How to complete this task
From the entries below, output the line with "Query: black sash belt" and each following line up to and including the line with "compact form (176,199).", exactly as written.

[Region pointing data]
━━━━
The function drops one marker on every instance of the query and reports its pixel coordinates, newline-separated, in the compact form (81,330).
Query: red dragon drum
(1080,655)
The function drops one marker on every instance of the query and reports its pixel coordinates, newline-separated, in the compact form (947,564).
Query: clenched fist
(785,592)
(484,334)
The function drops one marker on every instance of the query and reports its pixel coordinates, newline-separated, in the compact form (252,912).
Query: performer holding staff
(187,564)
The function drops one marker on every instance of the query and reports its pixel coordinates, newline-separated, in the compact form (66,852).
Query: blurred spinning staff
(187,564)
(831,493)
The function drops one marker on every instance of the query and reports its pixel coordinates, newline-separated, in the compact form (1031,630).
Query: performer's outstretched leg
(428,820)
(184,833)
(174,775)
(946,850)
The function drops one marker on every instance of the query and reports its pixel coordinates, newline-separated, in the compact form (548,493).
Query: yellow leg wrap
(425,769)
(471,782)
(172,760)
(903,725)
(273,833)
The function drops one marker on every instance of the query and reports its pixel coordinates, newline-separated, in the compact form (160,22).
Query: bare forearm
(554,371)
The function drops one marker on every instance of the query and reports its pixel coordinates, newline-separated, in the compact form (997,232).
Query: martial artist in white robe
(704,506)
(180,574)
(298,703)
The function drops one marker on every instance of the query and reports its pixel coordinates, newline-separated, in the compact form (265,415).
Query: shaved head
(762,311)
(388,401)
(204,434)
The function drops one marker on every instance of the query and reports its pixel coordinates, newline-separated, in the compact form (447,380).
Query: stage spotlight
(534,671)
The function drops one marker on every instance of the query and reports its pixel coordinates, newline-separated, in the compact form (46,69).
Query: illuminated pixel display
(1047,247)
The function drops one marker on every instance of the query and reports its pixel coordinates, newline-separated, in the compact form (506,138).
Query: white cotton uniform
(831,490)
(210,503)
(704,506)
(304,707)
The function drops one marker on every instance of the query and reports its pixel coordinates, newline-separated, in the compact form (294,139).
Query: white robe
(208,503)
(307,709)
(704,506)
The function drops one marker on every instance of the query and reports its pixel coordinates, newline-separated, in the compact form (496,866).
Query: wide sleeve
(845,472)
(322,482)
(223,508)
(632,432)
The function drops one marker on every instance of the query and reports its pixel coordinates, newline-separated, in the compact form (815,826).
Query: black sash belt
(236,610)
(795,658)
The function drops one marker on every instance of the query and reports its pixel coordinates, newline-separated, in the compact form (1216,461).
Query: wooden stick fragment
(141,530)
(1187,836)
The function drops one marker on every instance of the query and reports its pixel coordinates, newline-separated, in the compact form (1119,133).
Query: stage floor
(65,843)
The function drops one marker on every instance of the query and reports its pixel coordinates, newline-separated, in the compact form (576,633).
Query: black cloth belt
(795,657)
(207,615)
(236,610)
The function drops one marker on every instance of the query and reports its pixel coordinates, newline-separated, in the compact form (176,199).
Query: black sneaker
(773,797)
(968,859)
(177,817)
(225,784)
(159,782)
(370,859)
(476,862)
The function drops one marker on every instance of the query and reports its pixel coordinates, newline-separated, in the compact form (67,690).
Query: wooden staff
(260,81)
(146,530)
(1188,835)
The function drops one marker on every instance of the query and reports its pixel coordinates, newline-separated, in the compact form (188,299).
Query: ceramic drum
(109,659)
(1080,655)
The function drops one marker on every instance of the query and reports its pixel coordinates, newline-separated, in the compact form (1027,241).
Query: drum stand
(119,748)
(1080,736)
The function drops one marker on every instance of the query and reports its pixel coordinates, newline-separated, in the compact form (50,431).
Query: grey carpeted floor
━━━━
Your solution
Query: black sash belt
(236,610)
(795,658)
The function drops one marker on every instance of the query and reports its pixel coordinates, newline-separated, in the compact form (1216,461).
Query: wooden stick fragment
(141,530)
(1187,836)
The function drops one marker on every instance of the query and reports its pixel coordinates, newline-separated, in the compact form (1119,133).
Query: stage floor
(65,843)
The function drops one marker on every instance of the query and reports its pixel coordinates, newline-separated, in the compact form (576,633).
Query: black cloth belt
(795,657)
(207,615)
(236,610)
The function drops one marker on every instance of the query and reports its pixel coordinates, newline-separated, in the compact form (176,199).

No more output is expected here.